--- WORK REQUIRED ---
Return each line from the items below that contains the string "plate", copied without changes.

:::::

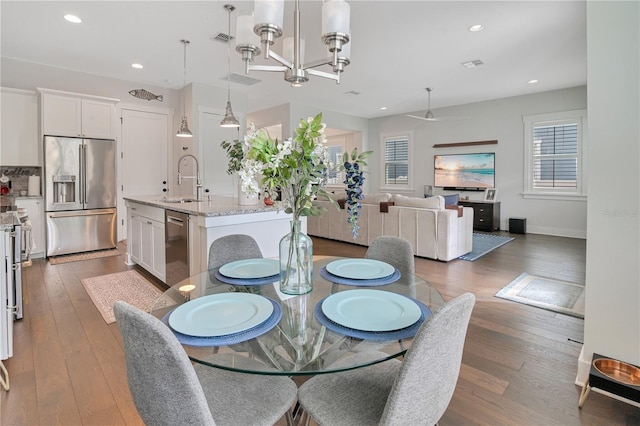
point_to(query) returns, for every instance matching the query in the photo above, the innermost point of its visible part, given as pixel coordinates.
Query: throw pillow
(451, 200)
(436, 202)
(376, 198)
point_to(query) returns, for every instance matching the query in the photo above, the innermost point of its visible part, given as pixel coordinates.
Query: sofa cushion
(436, 202)
(376, 198)
(451, 200)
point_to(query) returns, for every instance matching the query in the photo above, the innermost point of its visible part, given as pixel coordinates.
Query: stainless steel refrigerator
(80, 194)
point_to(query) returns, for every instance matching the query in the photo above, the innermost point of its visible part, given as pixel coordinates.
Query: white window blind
(554, 155)
(396, 161)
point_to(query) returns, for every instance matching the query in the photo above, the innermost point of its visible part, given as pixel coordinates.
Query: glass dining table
(301, 340)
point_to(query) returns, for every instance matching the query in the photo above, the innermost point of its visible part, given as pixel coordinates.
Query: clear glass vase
(296, 261)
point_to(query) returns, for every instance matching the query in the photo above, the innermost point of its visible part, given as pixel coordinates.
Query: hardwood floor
(518, 368)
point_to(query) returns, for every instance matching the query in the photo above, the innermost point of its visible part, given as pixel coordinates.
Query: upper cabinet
(77, 115)
(19, 143)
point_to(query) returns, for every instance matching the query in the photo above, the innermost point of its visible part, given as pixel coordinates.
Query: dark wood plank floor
(518, 368)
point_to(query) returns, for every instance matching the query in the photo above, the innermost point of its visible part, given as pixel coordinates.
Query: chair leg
(584, 394)
(4, 381)
(289, 418)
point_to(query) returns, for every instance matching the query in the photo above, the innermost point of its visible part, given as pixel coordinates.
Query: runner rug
(128, 286)
(483, 244)
(546, 293)
(83, 256)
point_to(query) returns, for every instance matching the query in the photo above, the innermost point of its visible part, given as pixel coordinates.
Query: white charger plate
(371, 310)
(250, 268)
(220, 314)
(360, 269)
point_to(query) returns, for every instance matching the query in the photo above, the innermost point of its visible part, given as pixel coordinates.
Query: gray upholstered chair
(231, 248)
(393, 250)
(416, 391)
(168, 390)
(397, 252)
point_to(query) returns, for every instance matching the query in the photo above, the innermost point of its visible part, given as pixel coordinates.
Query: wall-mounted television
(465, 172)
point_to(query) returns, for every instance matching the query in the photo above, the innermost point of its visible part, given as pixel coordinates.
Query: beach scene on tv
(465, 170)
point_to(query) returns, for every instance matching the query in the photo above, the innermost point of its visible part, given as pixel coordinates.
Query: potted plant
(235, 153)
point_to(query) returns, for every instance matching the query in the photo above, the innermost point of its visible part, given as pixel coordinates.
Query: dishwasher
(176, 233)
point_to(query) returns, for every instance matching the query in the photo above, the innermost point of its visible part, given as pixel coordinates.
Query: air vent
(241, 79)
(223, 38)
(473, 64)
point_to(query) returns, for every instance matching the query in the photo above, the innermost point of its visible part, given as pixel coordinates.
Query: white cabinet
(19, 142)
(145, 243)
(76, 115)
(35, 210)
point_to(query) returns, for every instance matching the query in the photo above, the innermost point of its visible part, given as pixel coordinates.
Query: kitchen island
(212, 218)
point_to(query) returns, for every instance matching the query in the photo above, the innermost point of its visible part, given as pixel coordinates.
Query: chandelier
(265, 25)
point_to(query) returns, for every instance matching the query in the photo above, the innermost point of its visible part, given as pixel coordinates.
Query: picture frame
(490, 195)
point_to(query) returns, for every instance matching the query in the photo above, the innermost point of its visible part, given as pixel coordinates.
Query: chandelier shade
(268, 25)
(184, 131)
(229, 119)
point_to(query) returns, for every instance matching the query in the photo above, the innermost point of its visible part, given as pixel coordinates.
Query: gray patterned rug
(129, 286)
(547, 293)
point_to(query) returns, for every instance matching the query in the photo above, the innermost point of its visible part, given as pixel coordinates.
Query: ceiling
(398, 49)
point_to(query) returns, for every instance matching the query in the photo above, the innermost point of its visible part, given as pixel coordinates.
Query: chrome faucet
(196, 177)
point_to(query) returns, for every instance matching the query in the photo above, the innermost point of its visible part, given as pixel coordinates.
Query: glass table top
(299, 343)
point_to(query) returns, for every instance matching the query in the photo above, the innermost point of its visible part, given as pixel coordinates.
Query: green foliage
(235, 154)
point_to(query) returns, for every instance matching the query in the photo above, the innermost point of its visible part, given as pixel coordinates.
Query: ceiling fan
(429, 115)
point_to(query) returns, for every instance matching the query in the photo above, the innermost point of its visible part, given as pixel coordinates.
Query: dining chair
(415, 391)
(231, 248)
(168, 390)
(395, 251)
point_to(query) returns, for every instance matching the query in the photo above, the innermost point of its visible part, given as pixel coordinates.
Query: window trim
(408, 188)
(578, 117)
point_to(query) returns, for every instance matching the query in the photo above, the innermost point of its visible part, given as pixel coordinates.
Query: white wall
(29, 76)
(499, 120)
(612, 317)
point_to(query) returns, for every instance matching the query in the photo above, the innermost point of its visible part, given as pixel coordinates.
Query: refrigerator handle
(83, 167)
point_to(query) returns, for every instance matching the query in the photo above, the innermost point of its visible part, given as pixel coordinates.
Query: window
(335, 154)
(554, 161)
(396, 163)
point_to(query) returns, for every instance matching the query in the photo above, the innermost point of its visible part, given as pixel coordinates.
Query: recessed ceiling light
(473, 64)
(73, 18)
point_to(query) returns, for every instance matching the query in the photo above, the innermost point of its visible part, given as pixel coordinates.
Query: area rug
(546, 293)
(129, 286)
(56, 260)
(483, 244)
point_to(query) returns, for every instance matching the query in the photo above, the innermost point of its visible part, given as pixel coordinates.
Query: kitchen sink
(178, 200)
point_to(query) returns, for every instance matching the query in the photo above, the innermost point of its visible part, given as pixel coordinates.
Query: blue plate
(358, 282)
(360, 269)
(230, 339)
(247, 281)
(380, 336)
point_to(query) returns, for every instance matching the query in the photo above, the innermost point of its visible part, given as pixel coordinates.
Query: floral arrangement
(299, 167)
(235, 154)
(354, 179)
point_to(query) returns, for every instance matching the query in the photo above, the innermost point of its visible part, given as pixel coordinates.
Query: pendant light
(184, 131)
(229, 119)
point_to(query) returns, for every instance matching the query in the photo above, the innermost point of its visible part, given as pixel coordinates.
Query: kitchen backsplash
(19, 177)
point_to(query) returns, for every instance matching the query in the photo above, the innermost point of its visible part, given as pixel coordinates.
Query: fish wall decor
(143, 94)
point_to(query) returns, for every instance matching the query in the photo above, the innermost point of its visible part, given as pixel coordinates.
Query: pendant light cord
(229, 59)
(184, 84)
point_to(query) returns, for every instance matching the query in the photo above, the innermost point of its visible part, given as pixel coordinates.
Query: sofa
(434, 230)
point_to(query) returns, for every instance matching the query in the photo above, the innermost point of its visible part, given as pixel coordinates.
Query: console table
(486, 216)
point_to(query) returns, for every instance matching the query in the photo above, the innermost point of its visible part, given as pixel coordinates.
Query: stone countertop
(218, 205)
(8, 220)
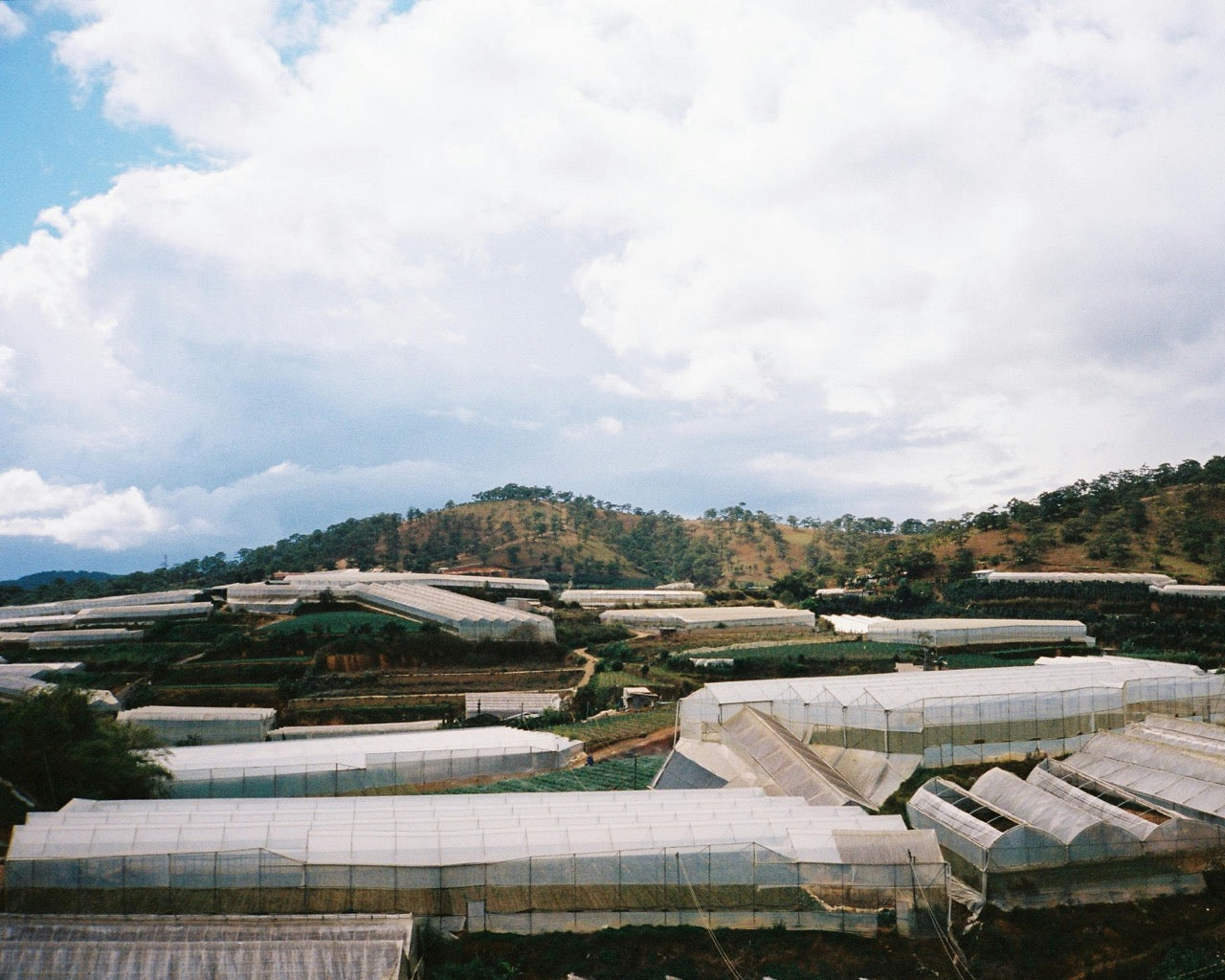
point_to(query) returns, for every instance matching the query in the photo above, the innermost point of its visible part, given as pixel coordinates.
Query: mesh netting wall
(974, 729)
(750, 880)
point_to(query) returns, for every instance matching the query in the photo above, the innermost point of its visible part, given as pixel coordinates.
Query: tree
(54, 747)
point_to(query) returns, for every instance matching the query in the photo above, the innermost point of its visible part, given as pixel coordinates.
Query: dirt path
(655, 744)
(590, 661)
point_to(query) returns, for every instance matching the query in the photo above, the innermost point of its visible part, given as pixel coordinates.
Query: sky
(270, 265)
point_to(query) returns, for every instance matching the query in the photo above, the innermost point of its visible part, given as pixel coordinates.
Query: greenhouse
(515, 862)
(61, 639)
(69, 607)
(178, 725)
(959, 633)
(205, 947)
(340, 731)
(442, 581)
(1045, 842)
(472, 619)
(1168, 762)
(1194, 591)
(712, 617)
(326, 767)
(510, 703)
(597, 598)
(1125, 578)
(961, 717)
(144, 612)
(756, 750)
(20, 679)
(44, 621)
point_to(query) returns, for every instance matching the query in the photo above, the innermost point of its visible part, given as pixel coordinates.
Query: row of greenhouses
(712, 617)
(399, 594)
(961, 717)
(1134, 813)
(959, 633)
(519, 862)
(598, 598)
(313, 767)
(207, 947)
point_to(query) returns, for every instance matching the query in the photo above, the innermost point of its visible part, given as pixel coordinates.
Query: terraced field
(609, 774)
(599, 733)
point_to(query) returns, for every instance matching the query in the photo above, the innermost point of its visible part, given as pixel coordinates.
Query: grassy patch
(338, 621)
(611, 774)
(613, 727)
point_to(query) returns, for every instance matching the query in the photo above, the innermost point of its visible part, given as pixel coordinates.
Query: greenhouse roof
(441, 831)
(1167, 764)
(705, 613)
(1143, 578)
(134, 612)
(340, 731)
(441, 605)
(633, 597)
(54, 947)
(962, 630)
(1203, 591)
(77, 605)
(306, 755)
(354, 576)
(1048, 675)
(789, 765)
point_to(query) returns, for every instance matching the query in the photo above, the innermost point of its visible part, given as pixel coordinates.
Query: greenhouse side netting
(571, 861)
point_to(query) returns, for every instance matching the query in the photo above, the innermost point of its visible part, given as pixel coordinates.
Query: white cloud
(880, 235)
(82, 515)
(11, 23)
(603, 427)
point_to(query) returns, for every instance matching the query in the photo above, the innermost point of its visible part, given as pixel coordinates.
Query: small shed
(635, 699)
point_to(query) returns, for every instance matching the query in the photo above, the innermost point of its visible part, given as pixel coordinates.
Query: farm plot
(611, 774)
(598, 733)
(338, 621)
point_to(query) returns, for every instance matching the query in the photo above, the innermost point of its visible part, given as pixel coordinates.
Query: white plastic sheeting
(712, 617)
(472, 619)
(1173, 764)
(315, 767)
(354, 576)
(1194, 591)
(1045, 840)
(967, 716)
(597, 598)
(77, 605)
(143, 612)
(175, 725)
(510, 703)
(522, 862)
(353, 947)
(341, 731)
(60, 639)
(765, 753)
(20, 679)
(961, 633)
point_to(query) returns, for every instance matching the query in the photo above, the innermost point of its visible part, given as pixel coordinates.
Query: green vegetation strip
(342, 621)
(613, 727)
(840, 651)
(613, 773)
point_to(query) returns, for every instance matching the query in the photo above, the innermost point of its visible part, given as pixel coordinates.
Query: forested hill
(1167, 519)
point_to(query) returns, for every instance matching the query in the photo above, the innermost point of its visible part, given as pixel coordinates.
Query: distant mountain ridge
(42, 578)
(1169, 519)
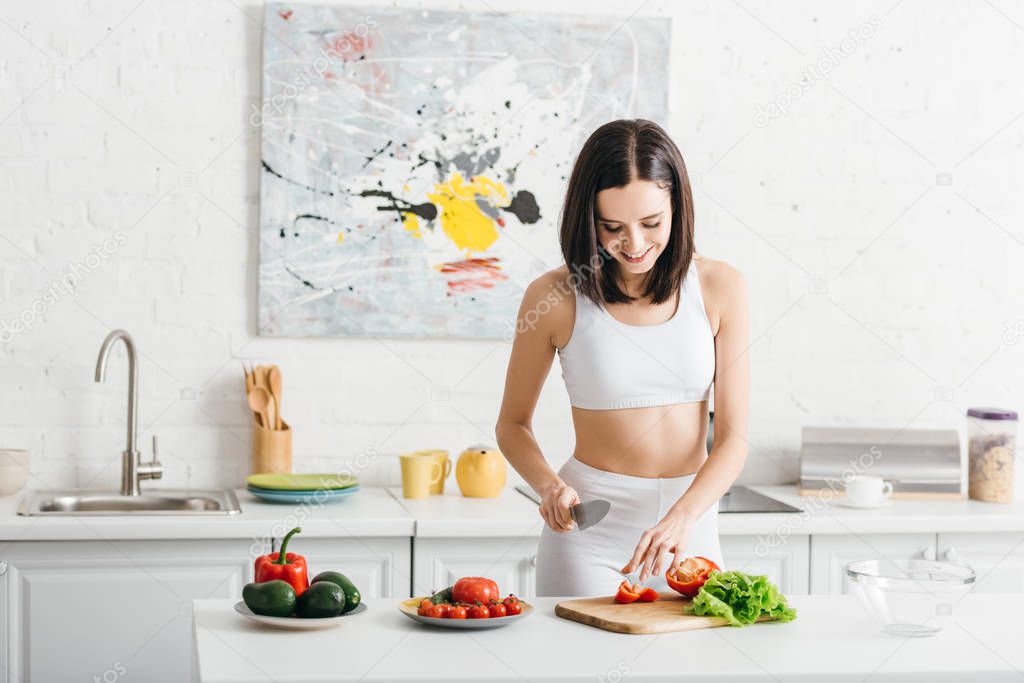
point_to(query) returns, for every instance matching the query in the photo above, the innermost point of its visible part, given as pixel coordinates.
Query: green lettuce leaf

:::::

--- REPLY ---
Query: white charger plate
Query: blue plate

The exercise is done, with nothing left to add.